## [RAW DATA]
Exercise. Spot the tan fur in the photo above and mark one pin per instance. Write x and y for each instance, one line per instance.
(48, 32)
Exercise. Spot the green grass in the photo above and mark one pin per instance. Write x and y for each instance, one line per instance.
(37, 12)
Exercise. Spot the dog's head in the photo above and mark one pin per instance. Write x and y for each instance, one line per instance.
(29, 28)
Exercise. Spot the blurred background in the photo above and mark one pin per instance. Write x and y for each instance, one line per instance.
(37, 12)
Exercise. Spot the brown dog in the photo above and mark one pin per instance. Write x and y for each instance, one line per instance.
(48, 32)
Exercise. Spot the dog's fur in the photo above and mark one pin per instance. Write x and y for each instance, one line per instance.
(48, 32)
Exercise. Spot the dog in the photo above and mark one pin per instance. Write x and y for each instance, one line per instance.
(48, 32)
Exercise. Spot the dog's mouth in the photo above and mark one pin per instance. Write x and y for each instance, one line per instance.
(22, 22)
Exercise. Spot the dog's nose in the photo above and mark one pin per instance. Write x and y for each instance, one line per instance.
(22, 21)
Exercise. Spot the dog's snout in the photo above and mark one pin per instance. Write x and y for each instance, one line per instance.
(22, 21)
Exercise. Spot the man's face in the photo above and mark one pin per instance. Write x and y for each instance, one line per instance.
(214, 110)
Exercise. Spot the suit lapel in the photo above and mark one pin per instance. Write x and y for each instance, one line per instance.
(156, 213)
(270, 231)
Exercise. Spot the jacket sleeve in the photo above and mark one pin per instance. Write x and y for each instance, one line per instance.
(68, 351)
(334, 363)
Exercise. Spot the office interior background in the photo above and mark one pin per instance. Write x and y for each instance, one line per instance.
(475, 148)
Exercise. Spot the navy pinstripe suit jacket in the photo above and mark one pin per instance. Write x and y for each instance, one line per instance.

## [EXERCISE INSTRUCTIONS]
Reproduce every row above verbatim, line for line, without altering any character.

## [EXERCISE OUTPUT]
Exercise. Spot the tan fur in the photo above and mark one pin per instance. Write x and y for each instance, one line per instance.
(48, 32)
Exercise. Spot the green grass in the photo above and mark one pin per instance. Write x and y for each instance, one line per instance.
(37, 12)
Exercise. Spot the dog's head in the photo above and mark one pin per instance. Write x and y for each instance, one line per instance.
(29, 28)
Exercise. Spot the blurred background in the photo above and mark one pin per instance. Write x and y for each instance, one line per instance.
(37, 12)
Exercise. Spot the brown dog in the photo above and mark one pin per instance. Write x and y for each instance, one line per instance.
(48, 32)
Exercise. Spot the dog's fur in the photo above and mark one pin per instance. Write x and y for each instance, one line per instance.
(48, 32)
Exercise. Spot the dog in the photo above and mark one pin per instance. Write x and y for each instance, one line per instance.
(48, 32)
Exercise. Spot the dog's mouth in the photo above and mark one pin per instance. Write x and y for each instance, one line per instance.
(22, 22)
Exercise. Spot the dog's nose in the photo above and mark one pin per instance. Write x and y for each instance, one line per instance.
(22, 21)
Exercise. Spot the dog's snout in the photo above and mark one pin per instance. Write x and y for each instance, one line per instance.
(22, 21)
Exercise. Spot the man's face in the photo above and mark one pin per instance. Write x and y for each instance, one line per instance.
(214, 110)
Exercise. Spot the suit lapel in the photo above and mark one pin per instance. Write x and y for each instance, one line per instance.
(156, 213)
(270, 231)
Exercise. Spot the jacket sleeve in the photo above and mark one pin per instance. Write x and y for each instance, one line per instance.
(68, 351)
(334, 363)
Exercise. Spot the office interior background in the photo above and mark one pin per instance. Write x and y for each instance, one line per instance.
(475, 148)
Exercise. Spot the navy pinstripe suit jacket in the photo above and mark one pin per instance. Write x and y for each instance, one line per instance.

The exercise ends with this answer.